Transcribe the lines of the records below, beginning with the line containing "of the distant" and continuing through the line containing "x=47, y=281", with nothing changed.

Location identification entries:
-=-=-=-=-

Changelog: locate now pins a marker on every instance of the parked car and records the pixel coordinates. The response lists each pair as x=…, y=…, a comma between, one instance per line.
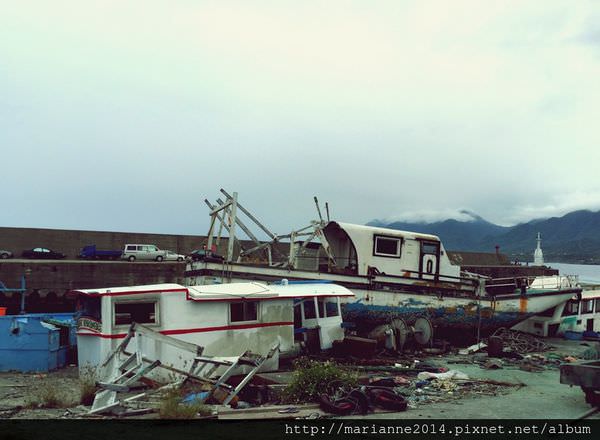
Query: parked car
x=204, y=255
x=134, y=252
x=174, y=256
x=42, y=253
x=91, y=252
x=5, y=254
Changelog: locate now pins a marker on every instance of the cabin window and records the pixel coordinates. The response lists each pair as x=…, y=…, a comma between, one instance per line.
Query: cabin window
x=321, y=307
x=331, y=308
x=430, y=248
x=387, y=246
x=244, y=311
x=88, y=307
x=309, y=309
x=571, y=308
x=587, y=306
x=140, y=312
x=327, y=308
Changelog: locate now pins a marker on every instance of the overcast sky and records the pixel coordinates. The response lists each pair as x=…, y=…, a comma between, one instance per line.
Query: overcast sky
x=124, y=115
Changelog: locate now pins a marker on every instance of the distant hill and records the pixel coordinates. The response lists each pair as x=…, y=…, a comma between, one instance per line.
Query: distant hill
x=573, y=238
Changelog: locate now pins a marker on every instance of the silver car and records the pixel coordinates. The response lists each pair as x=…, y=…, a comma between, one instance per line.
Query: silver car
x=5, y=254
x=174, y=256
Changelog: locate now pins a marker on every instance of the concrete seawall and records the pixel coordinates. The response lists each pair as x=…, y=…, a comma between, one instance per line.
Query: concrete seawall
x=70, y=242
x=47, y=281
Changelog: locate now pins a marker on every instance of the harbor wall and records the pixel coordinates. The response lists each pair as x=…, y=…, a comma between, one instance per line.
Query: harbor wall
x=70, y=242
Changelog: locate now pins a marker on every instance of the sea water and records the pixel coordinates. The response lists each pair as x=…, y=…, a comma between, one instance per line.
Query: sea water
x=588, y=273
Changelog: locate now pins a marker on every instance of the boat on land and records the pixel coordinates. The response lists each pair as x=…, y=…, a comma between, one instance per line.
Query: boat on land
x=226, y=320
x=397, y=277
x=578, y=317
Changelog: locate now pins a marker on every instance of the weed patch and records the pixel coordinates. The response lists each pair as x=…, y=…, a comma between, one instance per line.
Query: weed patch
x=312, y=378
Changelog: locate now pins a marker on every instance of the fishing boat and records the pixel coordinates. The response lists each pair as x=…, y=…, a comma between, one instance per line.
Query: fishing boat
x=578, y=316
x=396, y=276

-=-=-=-=-

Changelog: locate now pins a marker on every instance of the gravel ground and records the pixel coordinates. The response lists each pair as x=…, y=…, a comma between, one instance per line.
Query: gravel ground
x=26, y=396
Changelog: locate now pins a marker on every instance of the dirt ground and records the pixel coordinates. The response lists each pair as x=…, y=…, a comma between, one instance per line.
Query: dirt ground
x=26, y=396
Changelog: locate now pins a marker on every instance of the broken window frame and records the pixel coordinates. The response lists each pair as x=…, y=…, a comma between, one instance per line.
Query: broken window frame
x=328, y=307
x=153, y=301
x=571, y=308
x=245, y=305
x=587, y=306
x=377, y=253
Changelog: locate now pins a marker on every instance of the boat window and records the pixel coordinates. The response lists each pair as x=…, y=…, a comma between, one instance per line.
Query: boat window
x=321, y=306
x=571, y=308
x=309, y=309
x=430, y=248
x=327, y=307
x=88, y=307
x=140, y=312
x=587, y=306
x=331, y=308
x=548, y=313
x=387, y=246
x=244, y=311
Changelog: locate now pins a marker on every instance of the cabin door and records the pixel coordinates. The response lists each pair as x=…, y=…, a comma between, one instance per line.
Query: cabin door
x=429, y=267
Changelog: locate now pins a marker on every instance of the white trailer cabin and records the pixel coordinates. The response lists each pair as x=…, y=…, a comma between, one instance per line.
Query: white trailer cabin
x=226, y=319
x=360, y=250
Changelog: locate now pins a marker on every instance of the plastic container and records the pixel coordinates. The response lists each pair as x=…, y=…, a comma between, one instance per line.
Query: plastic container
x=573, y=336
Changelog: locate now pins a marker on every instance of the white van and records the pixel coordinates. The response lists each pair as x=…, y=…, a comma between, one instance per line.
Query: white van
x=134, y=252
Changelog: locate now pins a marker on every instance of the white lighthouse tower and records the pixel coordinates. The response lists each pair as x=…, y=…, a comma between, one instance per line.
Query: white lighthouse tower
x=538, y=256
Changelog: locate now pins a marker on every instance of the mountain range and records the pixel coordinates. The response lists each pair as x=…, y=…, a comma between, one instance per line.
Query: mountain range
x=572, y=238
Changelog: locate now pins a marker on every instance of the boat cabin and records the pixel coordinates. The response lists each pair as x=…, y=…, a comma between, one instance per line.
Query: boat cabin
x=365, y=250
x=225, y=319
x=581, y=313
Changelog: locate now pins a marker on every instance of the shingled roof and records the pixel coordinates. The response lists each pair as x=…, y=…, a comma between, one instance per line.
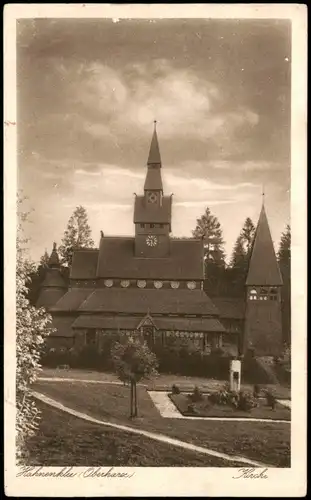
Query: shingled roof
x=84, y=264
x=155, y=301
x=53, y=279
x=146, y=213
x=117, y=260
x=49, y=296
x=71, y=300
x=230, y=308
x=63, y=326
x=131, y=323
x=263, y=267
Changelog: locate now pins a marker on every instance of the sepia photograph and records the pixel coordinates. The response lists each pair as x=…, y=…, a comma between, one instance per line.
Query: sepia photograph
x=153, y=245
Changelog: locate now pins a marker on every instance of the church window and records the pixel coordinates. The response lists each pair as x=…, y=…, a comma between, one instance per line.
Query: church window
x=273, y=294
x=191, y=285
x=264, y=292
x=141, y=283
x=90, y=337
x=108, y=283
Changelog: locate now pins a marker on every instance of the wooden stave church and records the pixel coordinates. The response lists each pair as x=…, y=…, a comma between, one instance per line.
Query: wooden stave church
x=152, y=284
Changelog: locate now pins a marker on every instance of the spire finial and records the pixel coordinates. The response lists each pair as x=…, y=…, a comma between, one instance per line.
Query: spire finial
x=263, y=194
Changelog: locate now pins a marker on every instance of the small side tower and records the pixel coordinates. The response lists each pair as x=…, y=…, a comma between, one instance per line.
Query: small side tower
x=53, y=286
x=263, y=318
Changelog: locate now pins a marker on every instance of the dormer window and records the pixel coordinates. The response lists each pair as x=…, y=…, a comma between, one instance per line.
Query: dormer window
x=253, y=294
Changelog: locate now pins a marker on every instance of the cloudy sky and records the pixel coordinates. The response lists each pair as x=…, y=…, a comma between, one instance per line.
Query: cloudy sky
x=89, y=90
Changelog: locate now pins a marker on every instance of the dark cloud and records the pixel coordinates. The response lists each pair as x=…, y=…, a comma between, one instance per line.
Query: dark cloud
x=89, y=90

-=-=-=-=-

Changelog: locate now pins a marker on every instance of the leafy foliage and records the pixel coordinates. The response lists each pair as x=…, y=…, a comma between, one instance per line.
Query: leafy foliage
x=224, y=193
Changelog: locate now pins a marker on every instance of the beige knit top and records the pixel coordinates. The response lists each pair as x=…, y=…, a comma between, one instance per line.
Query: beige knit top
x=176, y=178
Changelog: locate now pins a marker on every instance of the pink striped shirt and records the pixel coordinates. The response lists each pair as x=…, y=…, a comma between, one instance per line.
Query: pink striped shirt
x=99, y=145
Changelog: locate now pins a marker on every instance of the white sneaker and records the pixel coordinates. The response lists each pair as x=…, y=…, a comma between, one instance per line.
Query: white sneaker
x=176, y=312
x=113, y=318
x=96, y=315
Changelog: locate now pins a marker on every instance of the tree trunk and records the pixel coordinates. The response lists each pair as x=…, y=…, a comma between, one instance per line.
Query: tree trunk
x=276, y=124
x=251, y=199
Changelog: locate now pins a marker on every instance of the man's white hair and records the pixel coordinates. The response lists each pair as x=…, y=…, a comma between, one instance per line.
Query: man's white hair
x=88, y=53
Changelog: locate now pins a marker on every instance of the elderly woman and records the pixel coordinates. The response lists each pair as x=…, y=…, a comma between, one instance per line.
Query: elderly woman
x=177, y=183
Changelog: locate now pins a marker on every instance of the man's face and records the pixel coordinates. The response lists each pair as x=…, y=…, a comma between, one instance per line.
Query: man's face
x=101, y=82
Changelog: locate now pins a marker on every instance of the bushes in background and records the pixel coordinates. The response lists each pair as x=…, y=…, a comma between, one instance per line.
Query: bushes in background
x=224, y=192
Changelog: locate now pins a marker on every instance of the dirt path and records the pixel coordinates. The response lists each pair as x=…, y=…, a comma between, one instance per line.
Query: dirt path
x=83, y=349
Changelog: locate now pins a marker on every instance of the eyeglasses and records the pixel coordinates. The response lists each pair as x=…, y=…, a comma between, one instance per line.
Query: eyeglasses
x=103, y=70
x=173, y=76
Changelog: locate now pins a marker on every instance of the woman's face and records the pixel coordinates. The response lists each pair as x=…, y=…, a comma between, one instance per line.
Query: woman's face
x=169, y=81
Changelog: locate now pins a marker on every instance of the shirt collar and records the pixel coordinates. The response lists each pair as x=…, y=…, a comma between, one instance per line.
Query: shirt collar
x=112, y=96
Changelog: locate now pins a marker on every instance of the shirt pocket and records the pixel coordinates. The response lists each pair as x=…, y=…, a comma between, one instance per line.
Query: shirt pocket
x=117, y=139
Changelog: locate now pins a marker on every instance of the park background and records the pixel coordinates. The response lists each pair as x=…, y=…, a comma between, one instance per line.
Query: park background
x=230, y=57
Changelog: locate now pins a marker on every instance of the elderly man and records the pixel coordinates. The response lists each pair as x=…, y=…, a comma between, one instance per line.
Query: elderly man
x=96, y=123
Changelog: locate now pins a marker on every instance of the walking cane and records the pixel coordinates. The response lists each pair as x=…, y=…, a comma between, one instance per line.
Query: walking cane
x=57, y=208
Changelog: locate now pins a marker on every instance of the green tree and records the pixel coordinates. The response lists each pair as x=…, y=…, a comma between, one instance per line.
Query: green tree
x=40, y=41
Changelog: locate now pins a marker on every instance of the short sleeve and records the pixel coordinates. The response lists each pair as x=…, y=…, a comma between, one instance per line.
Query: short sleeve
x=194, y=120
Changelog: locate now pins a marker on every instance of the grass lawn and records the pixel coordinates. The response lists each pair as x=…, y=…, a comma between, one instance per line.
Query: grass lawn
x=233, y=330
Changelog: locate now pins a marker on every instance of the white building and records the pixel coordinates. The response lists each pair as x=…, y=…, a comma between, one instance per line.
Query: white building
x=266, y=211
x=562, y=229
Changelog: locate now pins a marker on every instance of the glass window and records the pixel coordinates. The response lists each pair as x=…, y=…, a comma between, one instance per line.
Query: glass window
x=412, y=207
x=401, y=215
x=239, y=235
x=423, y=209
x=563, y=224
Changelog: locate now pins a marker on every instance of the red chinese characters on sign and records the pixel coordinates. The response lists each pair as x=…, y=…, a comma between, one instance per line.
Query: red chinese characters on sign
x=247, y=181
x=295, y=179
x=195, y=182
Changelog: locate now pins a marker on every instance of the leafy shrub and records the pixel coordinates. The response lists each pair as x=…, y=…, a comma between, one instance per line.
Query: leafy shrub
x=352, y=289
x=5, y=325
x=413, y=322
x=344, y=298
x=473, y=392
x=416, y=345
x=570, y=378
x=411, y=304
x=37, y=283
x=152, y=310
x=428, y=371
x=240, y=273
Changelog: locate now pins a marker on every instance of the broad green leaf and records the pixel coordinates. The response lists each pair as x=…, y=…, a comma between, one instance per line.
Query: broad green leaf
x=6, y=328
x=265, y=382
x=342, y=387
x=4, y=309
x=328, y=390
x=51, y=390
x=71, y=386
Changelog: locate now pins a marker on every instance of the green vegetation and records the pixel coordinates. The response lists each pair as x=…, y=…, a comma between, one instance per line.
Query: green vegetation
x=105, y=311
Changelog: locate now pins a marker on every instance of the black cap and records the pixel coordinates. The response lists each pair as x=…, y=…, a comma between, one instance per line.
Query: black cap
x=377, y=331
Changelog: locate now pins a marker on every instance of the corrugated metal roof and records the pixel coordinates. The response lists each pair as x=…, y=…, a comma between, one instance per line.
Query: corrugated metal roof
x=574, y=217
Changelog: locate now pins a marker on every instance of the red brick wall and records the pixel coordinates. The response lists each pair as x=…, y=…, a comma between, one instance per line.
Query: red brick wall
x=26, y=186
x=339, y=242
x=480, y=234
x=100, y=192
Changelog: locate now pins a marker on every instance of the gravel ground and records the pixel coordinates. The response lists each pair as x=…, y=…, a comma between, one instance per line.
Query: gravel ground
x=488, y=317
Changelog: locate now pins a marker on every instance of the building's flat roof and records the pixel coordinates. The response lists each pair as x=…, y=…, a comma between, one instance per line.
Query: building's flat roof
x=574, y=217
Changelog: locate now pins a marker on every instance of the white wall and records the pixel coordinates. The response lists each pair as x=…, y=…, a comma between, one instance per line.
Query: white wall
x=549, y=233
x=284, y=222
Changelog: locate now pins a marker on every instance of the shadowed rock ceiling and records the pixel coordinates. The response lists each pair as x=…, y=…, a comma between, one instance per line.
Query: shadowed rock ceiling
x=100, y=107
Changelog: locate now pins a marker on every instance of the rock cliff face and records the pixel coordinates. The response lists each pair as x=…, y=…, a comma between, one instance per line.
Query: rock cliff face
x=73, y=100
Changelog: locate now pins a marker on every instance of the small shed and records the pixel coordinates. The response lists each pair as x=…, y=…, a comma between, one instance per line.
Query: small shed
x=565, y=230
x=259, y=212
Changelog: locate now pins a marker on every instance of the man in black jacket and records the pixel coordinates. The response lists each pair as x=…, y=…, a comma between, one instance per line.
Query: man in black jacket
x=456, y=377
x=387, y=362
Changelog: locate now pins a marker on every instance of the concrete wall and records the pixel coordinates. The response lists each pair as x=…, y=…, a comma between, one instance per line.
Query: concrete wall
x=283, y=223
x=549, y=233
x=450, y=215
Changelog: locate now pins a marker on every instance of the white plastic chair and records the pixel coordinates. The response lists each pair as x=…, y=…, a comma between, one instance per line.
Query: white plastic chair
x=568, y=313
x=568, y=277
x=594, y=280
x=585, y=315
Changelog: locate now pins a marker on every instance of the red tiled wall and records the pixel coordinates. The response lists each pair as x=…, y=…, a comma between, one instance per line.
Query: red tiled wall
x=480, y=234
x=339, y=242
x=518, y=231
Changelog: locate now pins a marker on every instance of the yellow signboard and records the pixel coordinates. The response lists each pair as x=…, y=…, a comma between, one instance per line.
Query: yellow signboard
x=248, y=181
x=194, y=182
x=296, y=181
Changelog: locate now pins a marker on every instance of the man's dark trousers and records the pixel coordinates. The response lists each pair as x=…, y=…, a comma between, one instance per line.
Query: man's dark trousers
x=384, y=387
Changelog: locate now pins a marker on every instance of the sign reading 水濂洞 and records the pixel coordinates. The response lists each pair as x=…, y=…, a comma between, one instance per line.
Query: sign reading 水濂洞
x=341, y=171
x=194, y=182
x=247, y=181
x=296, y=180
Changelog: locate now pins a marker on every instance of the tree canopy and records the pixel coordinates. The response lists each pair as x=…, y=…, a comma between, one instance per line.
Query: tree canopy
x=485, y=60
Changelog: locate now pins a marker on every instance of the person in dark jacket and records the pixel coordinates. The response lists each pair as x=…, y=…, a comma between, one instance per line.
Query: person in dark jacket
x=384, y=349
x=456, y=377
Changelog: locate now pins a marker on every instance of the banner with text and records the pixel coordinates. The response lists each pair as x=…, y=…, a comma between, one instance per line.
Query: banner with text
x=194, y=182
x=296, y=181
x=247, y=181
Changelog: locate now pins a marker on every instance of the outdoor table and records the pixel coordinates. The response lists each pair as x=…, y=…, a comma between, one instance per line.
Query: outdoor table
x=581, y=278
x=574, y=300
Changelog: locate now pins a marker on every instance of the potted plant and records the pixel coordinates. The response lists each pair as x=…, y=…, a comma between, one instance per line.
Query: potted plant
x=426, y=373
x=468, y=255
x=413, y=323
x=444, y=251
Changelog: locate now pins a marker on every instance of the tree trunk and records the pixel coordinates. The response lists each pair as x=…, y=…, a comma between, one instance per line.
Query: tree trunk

-=-=-=-=-

(RESULT OF THIS EXERCISE):
Changelog: locate now pins a marker on every instance of the distant hill and records the pixel coordinates. The response lists each pair as x=…, y=…, a comma between, one instance per line.
Query: distant hill
x=573, y=238
Changelog: locate now pins a marker on every instance of the silver car and records the pixel coordinates. The response lists each pair as x=…, y=…, a comma between, one instance per line.
Query: silver car
x=5, y=254
x=174, y=256
Changelog: locate now pins a marker on every instance of the concrete seawall and records the pixel coordinates. The response lists each pair as x=…, y=…, a comma between, one instance per line.
Query: concrete seawall
x=70, y=242
x=47, y=281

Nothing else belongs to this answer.